--- Start of Provided records ---

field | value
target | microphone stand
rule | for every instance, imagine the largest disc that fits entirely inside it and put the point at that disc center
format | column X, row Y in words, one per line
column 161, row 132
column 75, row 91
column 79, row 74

--- End of Provided records ---

Stated problem
Update the lines above by replacing "disc" with "circle" at every occurrence, leaving all other text unchanged.

Answer to this problem
field | value
target | microphone stand
rule | for every instance, imagine the largest circle that fits entirely inside it and put the point at that circle center
format | column X, row Y in words, one per line
column 161, row 132
column 75, row 91
column 79, row 74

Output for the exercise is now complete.